Pontes com o Brasil: bem viver, território e mobilização
Assim como o Women For Change reorganizou a pauta pública na África do Sul, no Brasil mulheres afrodescendentes têm construído um horizonte político baseado no bem viver — uma agenda que articula o enfrentamento ao feminicídio, a defesa dos territórios, a saúde mental comunitária, a participação política e a crítica às desigualdades estruturais.
Do movimento de mães e familiares vítimas da violência de Estado às organizações de mulheres da sociedade civil, passando por coletivos comunitários, terreiros e quilombos urbanos e rurais, as mulheres têm construído políticas de vida para resistir às políticas de morte.
A agenda do bem viver não é apenas uma resposta à violência: é a aspiração de futuros possíveis. Futuros nos quais o Estado deixa de operar sob a lógica da necropolítica e passa a garantir dignidade para todas as pessoas. Futuros que deslocam o centro da formulação política para as experiências de mulheres racializadas.

**Instrução 1**
Segundo o trecho sobre o bem viver, em que país o Women For Change reorganizou a pauta pública?

(Linhas de um conjunto de dados de segmentação)
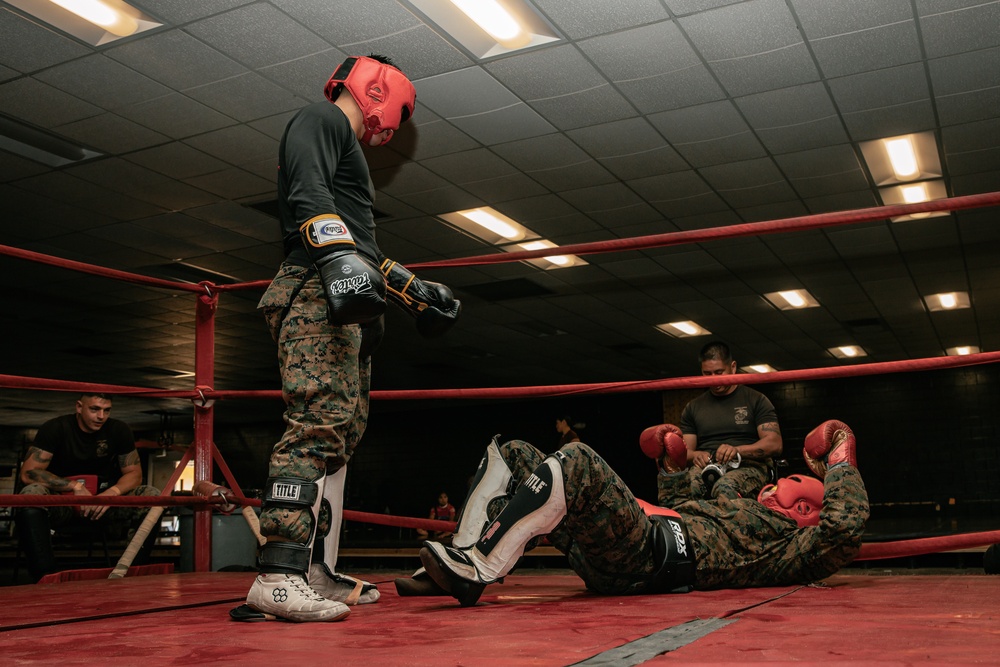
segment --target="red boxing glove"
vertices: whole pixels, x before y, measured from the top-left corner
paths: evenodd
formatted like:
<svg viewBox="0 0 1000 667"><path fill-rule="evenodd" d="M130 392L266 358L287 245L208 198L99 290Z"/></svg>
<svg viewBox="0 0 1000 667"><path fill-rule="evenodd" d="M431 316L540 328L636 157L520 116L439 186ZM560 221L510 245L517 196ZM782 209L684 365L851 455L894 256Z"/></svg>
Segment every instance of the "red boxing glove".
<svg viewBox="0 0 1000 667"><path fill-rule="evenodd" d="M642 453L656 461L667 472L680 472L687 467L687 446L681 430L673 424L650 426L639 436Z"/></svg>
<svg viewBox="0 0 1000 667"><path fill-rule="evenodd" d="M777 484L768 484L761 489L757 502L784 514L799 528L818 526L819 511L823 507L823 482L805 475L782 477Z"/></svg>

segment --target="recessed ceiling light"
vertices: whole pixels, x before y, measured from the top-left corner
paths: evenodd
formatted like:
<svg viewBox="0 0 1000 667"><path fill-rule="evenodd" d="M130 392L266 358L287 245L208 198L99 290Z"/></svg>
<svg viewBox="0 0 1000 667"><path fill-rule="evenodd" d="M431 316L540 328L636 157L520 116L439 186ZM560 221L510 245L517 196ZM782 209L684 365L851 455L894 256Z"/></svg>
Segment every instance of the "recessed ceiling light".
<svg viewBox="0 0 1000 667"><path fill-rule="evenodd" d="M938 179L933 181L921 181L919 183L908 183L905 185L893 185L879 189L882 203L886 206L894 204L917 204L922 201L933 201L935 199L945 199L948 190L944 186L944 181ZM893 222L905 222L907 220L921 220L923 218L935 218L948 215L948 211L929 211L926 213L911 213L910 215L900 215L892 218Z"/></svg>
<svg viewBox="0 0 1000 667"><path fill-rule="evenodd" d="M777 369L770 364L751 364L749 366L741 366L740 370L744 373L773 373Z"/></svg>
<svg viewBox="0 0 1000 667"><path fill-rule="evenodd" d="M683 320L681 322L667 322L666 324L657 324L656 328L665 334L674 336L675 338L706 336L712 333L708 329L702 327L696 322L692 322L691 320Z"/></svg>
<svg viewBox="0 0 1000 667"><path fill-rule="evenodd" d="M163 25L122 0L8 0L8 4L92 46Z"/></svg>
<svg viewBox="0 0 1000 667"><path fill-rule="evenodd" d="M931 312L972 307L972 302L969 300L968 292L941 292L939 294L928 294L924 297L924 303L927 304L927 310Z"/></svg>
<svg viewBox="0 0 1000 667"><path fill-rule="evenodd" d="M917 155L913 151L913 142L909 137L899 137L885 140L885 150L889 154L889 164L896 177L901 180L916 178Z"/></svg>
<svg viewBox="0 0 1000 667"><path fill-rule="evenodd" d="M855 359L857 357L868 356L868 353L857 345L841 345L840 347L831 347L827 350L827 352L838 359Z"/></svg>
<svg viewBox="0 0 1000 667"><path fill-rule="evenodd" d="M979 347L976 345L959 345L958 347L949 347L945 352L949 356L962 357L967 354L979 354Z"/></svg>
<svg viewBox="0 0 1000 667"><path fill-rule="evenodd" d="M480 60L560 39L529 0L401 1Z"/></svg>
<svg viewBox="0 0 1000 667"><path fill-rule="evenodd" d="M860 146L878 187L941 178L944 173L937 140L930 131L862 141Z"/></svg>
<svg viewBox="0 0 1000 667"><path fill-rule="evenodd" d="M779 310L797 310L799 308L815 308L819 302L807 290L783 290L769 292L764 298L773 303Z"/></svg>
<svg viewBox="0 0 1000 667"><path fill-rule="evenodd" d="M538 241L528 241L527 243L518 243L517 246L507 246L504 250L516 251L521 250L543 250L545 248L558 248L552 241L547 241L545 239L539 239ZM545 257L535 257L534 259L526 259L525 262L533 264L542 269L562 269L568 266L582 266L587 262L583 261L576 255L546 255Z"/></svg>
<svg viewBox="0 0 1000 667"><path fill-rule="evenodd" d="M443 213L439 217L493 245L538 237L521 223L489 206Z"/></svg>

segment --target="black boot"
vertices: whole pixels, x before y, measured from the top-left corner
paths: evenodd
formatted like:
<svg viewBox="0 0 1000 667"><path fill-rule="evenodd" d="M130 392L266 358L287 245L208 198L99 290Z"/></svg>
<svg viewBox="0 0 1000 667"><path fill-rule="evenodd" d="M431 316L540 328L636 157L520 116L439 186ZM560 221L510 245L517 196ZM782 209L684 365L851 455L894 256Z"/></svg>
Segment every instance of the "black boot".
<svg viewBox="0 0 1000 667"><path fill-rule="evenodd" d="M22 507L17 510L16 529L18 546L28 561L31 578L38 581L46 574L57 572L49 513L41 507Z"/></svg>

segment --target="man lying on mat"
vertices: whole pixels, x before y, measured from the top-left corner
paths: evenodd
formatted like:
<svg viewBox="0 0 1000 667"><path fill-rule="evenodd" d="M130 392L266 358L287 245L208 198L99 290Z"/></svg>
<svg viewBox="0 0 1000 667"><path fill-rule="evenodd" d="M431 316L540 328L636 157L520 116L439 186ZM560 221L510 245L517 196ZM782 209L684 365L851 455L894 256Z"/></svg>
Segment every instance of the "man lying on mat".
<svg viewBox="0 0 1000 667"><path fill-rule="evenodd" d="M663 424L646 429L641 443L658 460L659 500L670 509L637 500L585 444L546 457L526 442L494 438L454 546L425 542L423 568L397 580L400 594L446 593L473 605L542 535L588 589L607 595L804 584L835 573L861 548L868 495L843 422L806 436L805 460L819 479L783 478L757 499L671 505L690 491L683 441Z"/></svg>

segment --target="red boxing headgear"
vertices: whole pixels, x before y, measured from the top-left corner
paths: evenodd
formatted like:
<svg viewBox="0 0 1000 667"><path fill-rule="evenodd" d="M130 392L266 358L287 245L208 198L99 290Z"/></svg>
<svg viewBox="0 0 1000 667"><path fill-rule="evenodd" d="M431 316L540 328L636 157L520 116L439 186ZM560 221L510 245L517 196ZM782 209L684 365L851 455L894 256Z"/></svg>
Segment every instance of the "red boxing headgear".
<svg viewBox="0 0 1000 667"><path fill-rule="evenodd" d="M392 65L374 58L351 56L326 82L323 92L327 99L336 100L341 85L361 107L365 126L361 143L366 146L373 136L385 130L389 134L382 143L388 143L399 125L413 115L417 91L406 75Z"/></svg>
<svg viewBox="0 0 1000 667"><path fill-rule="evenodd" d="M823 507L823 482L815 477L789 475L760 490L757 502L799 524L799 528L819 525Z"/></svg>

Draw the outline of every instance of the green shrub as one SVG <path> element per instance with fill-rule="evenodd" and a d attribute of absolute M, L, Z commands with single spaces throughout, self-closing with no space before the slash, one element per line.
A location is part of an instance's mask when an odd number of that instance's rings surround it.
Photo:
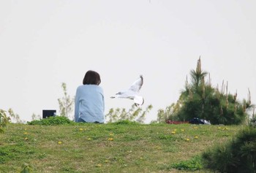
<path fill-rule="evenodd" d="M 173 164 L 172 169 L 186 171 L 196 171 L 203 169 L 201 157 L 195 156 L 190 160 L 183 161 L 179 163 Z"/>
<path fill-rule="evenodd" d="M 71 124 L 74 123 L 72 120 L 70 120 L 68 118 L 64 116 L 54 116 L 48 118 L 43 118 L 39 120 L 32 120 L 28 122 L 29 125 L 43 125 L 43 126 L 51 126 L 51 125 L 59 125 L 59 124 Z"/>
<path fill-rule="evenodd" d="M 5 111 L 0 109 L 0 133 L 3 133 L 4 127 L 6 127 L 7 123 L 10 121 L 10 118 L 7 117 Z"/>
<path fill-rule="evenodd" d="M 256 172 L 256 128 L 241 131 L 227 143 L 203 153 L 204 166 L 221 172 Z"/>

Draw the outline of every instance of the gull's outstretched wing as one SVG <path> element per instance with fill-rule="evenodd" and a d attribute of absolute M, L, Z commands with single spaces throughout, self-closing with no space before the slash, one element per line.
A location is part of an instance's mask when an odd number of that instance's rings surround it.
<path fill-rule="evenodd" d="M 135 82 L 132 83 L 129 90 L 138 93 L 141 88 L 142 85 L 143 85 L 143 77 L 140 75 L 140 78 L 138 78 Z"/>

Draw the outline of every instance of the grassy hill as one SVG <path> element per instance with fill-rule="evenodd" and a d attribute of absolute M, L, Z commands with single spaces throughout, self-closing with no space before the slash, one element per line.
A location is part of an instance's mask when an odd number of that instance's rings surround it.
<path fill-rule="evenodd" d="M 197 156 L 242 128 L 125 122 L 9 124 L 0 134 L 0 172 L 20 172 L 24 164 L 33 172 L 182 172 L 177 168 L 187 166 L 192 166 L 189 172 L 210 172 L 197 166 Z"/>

**Instrução 2**
Apresente em tabela Markdown, com as colunas n e Linha, as linhas da listagem desde a que contém "Draw the outline of every instance of the grassy" até o fim da listagem, sem incluir linhas em branco.

**Resposta 1**
Na África do Sul.

**Resposta 2**
| n | Linha |
|---|---|
| 1 | Draw the outline of every instance of the grassy hill as one SVG <path> element per instance with fill-rule="evenodd" and a d attribute of absolute M, L, Z commands with single spaces throughout, self-closing with no space before the slash, one element per line. |
| 2 | A location is part of an instance's mask when an odd number of that instance's rings surround it. |
| 3 | <path fill-rule="evenodd" d="M 197 156 L 242 128 L 125 122 L 9 124 L 0 134 L 0 172 L 20 172 L 24 164 L 33 172 L 182 172 L 177 168 L 187 166 L 192 166 L 189 172 L 210 172 L 197 166 Z"/> |